Exercise passage
%%

Interestingly, the foreign fund major has been reducing its stake in a number of companies that cater to mining and coal assets, such as CESC, Coal India, GMDC, NTPC, Reliance Power, Reliance Infrastructure and Tata Power, from April this year.
DIIs, many say are not really selling specific sector or stock. They are profit booking every time FII buying steps up. As one analyst explained, FIIs have the liquidity and the bandwidth to buy expensive stocks which an Indian investor at our interest rates will not find it so lucrative. Thus DIIs use the opportunity to sell as they know that FIIs have the strength to move the market while DIIs, when needed can only lend support.
DIIs have been paring their stakes in cyclicals, mainly auto and are putting more money into materials rather than defensive stocks. And a comparison of the top 10 FII underweight list and the top 10 overweight list of DIIs shows that FIIs are buying stocks which the DIIs are selling and vice versa.
Probably as Warren Buffett has often pointed out, he calls this the “institutional imperative” where like a herd, they follow each other, even if they know it is not logical as they do not want to “miss out”; not having the guts to take contrarian calls. This is ditto for FIIs and as well as DIIs as both are following their own herds. And that also probably explains why mutual funds are not really fancied by Indian investors.
And we as independent, intelligent investors do not have such peer pressures to follow any herd. So do not follow either the FII or the DII. Do your own home work and take a well informed decision. After all, you make your own destiny, not by blindly following the path of others.

%%

Problems to solve
(1) In the passage on institutional investors, what term does Warren Buffett use for the herd-like behavior of institutions?
(2) Rewrite the investor passage starting with "And we as independent, intelligent" and going on through "path of others.", swapping "destiny" for "future".
Work only from the text above to complete what comes next.

Dataset content

%%

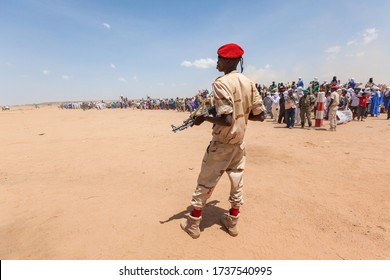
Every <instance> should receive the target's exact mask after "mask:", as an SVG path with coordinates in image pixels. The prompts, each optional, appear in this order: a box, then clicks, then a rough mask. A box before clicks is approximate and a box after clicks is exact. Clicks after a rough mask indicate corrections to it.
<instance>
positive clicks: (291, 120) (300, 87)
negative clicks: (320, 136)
mask: <svg viewBox="0 0 390 280" xmlns="http://www.w3.org/2000/svg"><path fill="white" fill-rule="evenodd" d="M256 87H257V89H258V91H259V92H260V94H261V96H262V98H263V103H264V106H265V109H266V115H267V116H269V117H271V118H272V119H274V121H275V122H278V123H285V124H286V127H287V128H292V127H294V125H297V124H298V125H300V126H301V127H302V128H304V127H305V124H306V120H307V124H308V126H309V127H311V126H312V121H311V119H312V113H314V116H315V113H316V110H317V102H318V93H319V92H323V94H324V95H325V100H324V108H323V109H324V119H328V120H329V121H330V122H331V130H335V129H336V127H335V125H334V124H332V122H335V121H336V118H337V115H336V113H337V111H347V110H350V111H351V112H352V120H355V119H357V120H360V121H364V119H366V118H367V117H368V116H372V117H378V116H379V115H380V114H381V113H387V119H390V110H389V107H390V87H389V86H386V85H384V84H375V83H374V79H373V78H370V79H369V80H368V82H367V83H366V84H365V85H363V83H356V82H355V79H354V78H351V79H349V80H348V82H347V83H341V82H340V80H338V79H337V77H336V76H334V77H333V79H332V80H331V82H330V83H328V82H327V81H324V82H323V83H322V84H320V83H319V81H318V79H317V78H314V79H313V80H312V81H310V82H309V85H308V86H306V87H305V84H304V81H303V80H302V78H301V77H299V78H298V82H295V81H293V82H291V83H283V82H281V83H278V84H277V83H275V82H272V84H271V85H269V86H268V87H267V86H265V85H260V84H256Z"/></svg>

%%

Replies
(1) The "institutional imperative."

(2)
And we as independent, intelligent investors do not have such peer pressures to follow any herd. So do not follow either the FII or the DII. Do your own home work and take a well informed decision. After all, you make your own future, not by blindly following the path of others.